+++ SUPPLIED MATERIAL
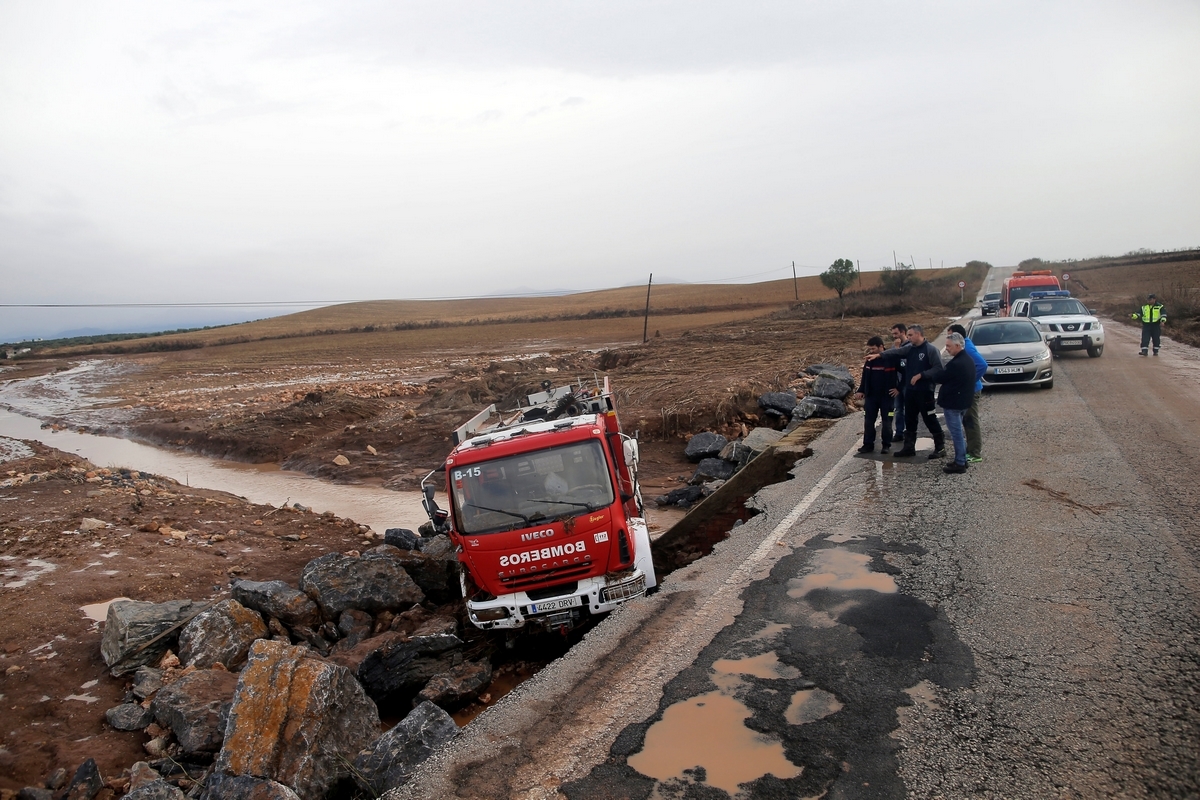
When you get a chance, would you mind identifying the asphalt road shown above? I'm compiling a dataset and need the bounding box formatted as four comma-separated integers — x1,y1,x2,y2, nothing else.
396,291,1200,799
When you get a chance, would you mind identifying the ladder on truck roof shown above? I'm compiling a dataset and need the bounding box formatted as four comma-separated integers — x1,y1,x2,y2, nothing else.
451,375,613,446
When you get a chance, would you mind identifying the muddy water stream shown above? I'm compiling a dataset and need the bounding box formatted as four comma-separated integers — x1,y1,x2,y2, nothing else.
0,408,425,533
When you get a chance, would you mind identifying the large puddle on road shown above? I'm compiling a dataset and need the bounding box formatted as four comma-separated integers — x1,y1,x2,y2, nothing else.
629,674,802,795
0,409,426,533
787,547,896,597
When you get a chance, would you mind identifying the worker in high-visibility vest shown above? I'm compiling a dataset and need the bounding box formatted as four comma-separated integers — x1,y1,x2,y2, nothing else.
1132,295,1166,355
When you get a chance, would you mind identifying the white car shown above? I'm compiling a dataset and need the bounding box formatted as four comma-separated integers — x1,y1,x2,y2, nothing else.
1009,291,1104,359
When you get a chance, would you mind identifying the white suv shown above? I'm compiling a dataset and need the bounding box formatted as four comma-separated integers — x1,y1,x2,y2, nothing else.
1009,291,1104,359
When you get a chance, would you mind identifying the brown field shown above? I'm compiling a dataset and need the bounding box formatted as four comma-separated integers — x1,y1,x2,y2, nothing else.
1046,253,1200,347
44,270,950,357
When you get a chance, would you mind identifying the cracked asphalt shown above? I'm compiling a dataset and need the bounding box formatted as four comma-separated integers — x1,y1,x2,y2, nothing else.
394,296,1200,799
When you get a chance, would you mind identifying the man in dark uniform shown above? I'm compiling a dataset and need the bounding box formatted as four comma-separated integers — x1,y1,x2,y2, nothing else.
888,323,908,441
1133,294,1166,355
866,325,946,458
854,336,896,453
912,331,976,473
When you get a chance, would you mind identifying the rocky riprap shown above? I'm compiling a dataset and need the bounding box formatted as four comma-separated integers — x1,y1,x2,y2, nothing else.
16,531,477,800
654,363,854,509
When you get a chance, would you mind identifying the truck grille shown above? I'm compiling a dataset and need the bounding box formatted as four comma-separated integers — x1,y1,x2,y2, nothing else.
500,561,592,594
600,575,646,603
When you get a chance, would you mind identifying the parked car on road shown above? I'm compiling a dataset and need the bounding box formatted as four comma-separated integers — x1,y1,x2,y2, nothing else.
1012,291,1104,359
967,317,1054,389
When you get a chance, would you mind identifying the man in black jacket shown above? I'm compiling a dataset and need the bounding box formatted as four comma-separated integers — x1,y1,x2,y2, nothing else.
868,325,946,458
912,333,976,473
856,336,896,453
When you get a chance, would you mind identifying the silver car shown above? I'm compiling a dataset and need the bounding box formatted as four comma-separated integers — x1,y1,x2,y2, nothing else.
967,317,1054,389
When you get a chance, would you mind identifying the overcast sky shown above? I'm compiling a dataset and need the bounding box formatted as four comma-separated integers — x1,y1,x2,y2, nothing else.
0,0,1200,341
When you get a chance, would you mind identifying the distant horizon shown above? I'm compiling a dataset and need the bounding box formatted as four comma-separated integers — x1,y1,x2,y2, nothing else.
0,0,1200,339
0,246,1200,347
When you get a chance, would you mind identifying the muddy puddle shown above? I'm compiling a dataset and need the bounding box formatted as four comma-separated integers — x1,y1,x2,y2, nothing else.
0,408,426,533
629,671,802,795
++++++
▸ **THE REQUEST**
Rewrite the data from the line with "When you get a chance, would you mind identifying the truck" to the line with "600,575,646,603", both included, keeping the request as is and scaling every bounding-box coordinate in the answers by 1.3, rounded to whole numbers with halves rounded up.

▸ **THE REPLY**
When you get a chance, would you mind identifying the truck grille shown above? I'm compiling a dataset and need the bounding box formatted as four comma-separated integers — x1,y1,x2,y2, nothing else.
650,729,770,772
780,748,840,784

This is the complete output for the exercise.